ВЫБРАННЫЙ ОТРЫВОК:

################

Все время обучения в консерватории Капустин подрабатывал как пианист и аранжировщик, играл с биг-бэндами, понемногу выходящими из подполья. В 1957 году он выступил на VI Всемирном фестивале молодежи и студентов в Москве со своим «Концертино для фортепиано и оркестра» — первым произведением, официально исполненным и опубликованным. Капустину как солирующему пианисту аккомпанировал биг-бэнд Юрия Саульского. Опыт этого выступления был для молодого композитора очень позитивным и, вероятно, наряду с прочими обстоятельствами, склонил его заниматься джазовой композицией и оставить карьеру виртуозного пианиста.

################

ЧТО НУЖНО СДЕЛАТЬ:
1. Перечислите все занятия Капустина во время учебы в консерватории, которые упомянуты в отрывке о Капустине.
2. Ответьте по отрывку о Капустине на три вопроса:
(a) В каком году Капустин выступил на VI Всемирном фестивале молодежи и студентов?
(b) Чей биг-бэнд аккомпанировал ему на этом выступлении?
(c) Какое произведение стало первым, официально исполненным и опубликованным?
3. Продолжите отрывок о Капустине с того места, где он заканчивается.
Для выполнения заданий данные не понадобятся.

################

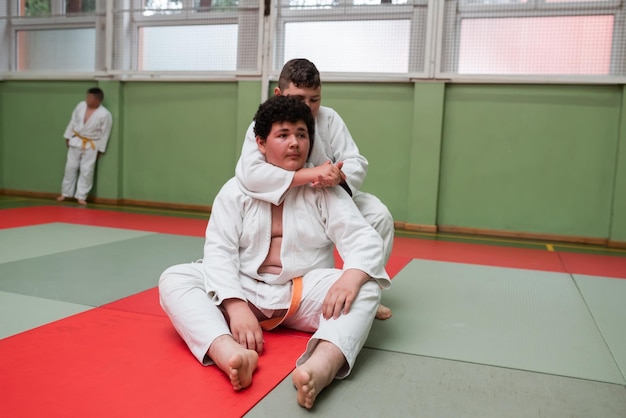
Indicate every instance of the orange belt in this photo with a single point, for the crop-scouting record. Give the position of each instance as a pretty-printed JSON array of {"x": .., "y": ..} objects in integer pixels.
[
  {"x": 85, "y": 141},
  {"x": 296, "y": 297}
]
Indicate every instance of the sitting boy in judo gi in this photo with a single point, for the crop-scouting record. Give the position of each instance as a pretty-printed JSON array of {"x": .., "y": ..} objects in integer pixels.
[{"x": 267, "y": 264}]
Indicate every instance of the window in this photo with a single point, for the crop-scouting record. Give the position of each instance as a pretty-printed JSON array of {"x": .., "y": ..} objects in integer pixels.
[
  {"x": 40, "y": 8},
  {"x": 56, "y": 49},
  {"x": 356, "y": 36},
  {"x": 188, "y": 48},
  {"x": 533, "y": 38},
  {"x": 458, "y": 40},
  {"x": 57, "y": 36},
  {"x": 536, "y": 45},
  {"x": 188, "y": 36}
]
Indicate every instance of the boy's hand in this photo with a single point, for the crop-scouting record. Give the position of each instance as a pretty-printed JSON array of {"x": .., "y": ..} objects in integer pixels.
[
  {"x": 328, "y": 175},
  {"x": 244, "y": 325},
  {"x": 340, "y": 296}
]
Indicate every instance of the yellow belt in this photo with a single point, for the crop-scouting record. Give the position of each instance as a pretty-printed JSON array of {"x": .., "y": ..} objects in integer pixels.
[
  {"x": 85, "y": 141},
  {"x": 296, "y": 297}
]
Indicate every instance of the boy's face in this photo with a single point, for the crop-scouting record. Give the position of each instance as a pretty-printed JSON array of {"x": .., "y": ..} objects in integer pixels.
[
  {"x": 310, "y": 97},
  {"x": 92, "y": 100},
  {"x": 287, "y": 145}
]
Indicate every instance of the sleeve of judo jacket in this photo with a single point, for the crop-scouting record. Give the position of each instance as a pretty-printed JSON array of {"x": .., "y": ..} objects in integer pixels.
[
  {"x": 221, "y": 249},
  {"x": 357, "y": 242}
]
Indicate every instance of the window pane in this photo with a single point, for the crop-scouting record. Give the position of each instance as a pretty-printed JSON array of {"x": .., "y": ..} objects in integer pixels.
[
  {"x": 80, "y": 6},
  {"x": 35, "y": 7},
  {"x": 538, "y": 45},
  {"x": 493, "y": 1},
  {"x": 188, "y": 48},
  {"x": 357, "y": 46},
  {"x": 313, "y": 4},
  {"x": 373, "y": 2},
  {"x": 153, "y": 7},
  {"x": 205, "y": 5},
  {"x": 56, "y": 50}
]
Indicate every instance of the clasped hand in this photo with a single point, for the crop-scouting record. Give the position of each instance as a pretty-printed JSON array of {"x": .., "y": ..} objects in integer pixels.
[{"x": 328, "y": 175}]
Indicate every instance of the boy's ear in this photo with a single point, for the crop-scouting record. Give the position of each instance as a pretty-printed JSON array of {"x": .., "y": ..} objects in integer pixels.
[{"x": 260, "y": 142}]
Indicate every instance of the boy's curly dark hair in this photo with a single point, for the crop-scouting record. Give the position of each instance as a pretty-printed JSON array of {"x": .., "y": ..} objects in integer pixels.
[{"x": 283, "y": 109}]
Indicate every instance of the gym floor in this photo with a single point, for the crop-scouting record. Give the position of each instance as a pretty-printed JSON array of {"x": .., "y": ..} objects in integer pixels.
[{"x": 481, "y": 327}]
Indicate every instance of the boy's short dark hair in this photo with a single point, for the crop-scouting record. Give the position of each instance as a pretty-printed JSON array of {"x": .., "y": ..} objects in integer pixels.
[
  {"x": 97, "y": 92},
  {"x": 301, "y": 72},
  {"x": 283, "y": 109}
]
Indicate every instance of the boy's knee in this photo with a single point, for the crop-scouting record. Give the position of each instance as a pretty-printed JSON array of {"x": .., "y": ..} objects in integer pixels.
[
  {"x": 172, "y": 277},
  {"x": 371, "y": 290}
]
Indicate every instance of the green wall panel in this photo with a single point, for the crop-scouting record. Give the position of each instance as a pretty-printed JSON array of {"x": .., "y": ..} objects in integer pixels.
[
  {"x": 537, "y": 159},
  {"x": 2, "y": 164},
  {"x": 528, "y": 158},
  {"x": 618, "y": 221},
  {"x": 35, "y": 115},
  {"x": 425, "y": 153},
  {"x": 380, "y": 119},
  {"x": 178, "y": 141}
]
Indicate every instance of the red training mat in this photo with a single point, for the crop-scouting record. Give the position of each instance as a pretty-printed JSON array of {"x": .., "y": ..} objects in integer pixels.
[
  {"x": 36, "y": 215},
  {"x": 109, "y": 363},
  {"x": 595, "y": 264}
]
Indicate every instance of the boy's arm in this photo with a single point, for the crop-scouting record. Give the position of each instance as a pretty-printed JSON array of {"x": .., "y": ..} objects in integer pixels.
[
  {"x": 344, "y": 149},
  {"x": 221, "y": 248},
  {"x": 105, "y": 132},
  {"x": 264, "y": 181},
  {"x": 69, "y": 131},
  {"x": 358, "y": 244}
]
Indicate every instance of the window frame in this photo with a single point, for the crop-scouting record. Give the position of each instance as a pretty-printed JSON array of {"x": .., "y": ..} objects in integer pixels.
[
  {"x": 534, "y": 8},
  {"x": 283, "y": 14},
  {"x": 59, "y": 21},
  {"x": 188, "y": 16}
]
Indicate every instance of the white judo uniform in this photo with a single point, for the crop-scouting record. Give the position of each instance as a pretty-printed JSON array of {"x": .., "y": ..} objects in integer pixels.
[
  {"x": 332, "y": 142},
  {"x": 237, "y": 242},
  {"x": 86, "y": 139}
]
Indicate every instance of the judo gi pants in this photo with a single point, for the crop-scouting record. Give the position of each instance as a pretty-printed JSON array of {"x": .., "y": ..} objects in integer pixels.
[
  {"x": 199, "y": 321},
  {"x": 376, "y": 214},
  {"x": 80, "y": 163}
]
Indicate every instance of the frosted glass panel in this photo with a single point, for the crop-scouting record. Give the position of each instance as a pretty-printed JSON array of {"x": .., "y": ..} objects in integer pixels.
[
  {"x": 188, "y": 48},
  {"x": 354, "y": 46},
  {"x": 539, "y": 45},
  {"x": 56, "y": 50}
]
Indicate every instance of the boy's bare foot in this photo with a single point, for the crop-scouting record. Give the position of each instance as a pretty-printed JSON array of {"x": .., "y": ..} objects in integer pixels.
[
  {"x": 383, "y": 312},
  {"x": 304, "y": 381},
  {"x": 317, "y": 372},
  {"x": 241, "y": 366},
  {"x": 236, "y": 361}
]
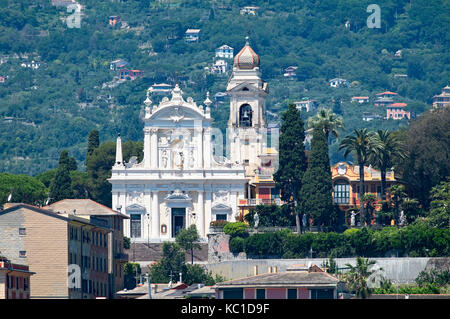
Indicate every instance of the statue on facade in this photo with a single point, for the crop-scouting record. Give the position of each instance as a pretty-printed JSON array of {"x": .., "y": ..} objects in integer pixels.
[
  {"x": 402, "y": 218},
  {"x": 304, "y": 220},
  {"x": 165, "y": 159},
  {"x": 191, "y": 159},
  {"x": 352, "y": 219},
  {"x": 256, "y": 220}
]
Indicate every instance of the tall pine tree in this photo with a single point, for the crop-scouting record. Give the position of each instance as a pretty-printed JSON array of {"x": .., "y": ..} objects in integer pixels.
[
  {"x": 316, "y": 192},
  {"x": 61, "y": 186},
  {"x": 292, "y": 158},
  {"x": 68, "y": 162},
  {"x": 93, "y": 142}
]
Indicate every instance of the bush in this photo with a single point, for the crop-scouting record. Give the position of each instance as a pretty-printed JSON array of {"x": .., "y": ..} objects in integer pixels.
[
  {"x": 237, "y": 229},
  {"x": 218, "y": 223},
  {"x": 237, "y": 245},
  {"x": 266, "y": 244}
]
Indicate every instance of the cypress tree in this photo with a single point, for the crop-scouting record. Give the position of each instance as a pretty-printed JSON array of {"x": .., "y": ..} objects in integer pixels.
[
  {"x": 68, "y": 162},
  {"x": 61, "y": 186},
  {"x": 292, "y": 159},
  {"x": 316, "y": 192},
  {"x": 93, "y": 142}
]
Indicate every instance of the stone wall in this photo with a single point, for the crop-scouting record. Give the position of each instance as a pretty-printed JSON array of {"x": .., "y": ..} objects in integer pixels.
[
  {"x": 398, "y": 270},
  {"x": 219, "y": 249}
]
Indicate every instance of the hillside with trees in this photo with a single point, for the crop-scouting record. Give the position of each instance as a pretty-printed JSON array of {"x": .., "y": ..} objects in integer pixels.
[{"x": 59, "y": 86}]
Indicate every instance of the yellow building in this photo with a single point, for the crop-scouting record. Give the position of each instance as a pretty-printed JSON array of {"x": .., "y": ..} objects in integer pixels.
[
  {"x": 346, "y": 183},
  {"x": 261, "y": 187}
]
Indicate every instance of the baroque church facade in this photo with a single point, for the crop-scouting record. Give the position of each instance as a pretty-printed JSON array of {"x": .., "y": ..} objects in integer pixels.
[{"x": 180, "y": 180}]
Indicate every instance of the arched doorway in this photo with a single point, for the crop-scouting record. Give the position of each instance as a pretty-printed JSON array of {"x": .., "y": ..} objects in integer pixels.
[{"x": 245, "y": 115}]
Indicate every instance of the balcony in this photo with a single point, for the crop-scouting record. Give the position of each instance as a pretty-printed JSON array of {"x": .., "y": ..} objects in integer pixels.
[
  {"x": 259, "y": 201},
  {"x": 121, "y": 257}
]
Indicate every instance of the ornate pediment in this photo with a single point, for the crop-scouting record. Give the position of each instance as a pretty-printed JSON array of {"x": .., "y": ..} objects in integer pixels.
[
  {"x": 178, "y": 196},
  {"x": 135, "y": 207},
  {"x": 221, "y": 208}
]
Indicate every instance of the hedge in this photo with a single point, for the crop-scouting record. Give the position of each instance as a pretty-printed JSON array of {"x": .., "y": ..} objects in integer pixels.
[{"x": 416, "y": 240}]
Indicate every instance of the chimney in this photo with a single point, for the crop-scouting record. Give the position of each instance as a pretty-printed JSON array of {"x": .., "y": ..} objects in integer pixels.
[
  {"x": 119, "y": 157},
  {"x": 9, "y": 205}
]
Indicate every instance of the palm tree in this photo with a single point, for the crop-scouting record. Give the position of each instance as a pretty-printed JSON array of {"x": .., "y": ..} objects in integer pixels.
[
  {"x": 357, "y": 277},
  {"x": 383, "y": 157},
  {"x": 361, "y": 144},
  {"x": 330, "y": 122}
]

################

ОТВЕТЫ НА ЗАДАНИЯ:
1. Он подрабатывал пианистом, подрабатывал аранжировщиком и играл с биг-бэндами.

2.
(a) В 1957 году.
(b) Биг-бэнд Юрия Саульского.
(c) «Концертино для фортепиано и оркестра».

3.
В 1961-м, в год смерти своего учителя Александра Гольденвейзера и окончания консерватории, Капустин начинает сотрудничать с биг-бэндом Олега Лундстрема. Для ансамбля это было время расцвета: хотя биг-бэнд и существовал на птичьих правах еще с середины 30-х годов, только с конца 50-х он начал активно гастролировать по Союзу. Следующие одиннадцать лет Капустин писал музыку для этого коллектива и выступал в нем в качестве пианиста. В своих интервью опыт работы с Лундстремом он называл «второй консерваторией». Усилий приходилось прикладывать еще больше, чем во время недавней учебы: в перерывах между постоянными выступлениями музыканты писали огромное количество аранжировок для всех инструментов в оркестре, много играли на слух. В репертуаре были в основном золотые стандарты Каунта Бэйси и Дюка Эллингтона. Попадали в него и советские песни, которые Капустин с товарищами аранжировали в духе условного диксиленда. Экспериментировал оркестр и с более сложными и длинными произведениями. Именно для биг-бэнда Олега Лундстрема Капустин написал свой «Концерт для фортепиано с оркестром № 1», а также свой восьмой опус — «Токкату», которую даже транслировали по телевидению.

Жанр токкаты в свое время был придуман специально для демонстрации виртуозной техники игры. Исполняется она в очень быстром темпе (presto и выше), с напористым и равномерным движением вперед, а ноты часто берутся отрывисто. «Токката» Капустина открывается блистательным пассажем, который сразу оправдывает название пьесы. Стремительный, головокружительный бег мелодии постепенно приводит к полифонической разработке с шагающим басом и быстрой сменой гармонии. Пьеса демонстрирует не только впечатляющую фортепианную технику Капустина, но и его талант как композитора. Материал разнообразен, насыщен, при этом звучит цельно и развивается естественно.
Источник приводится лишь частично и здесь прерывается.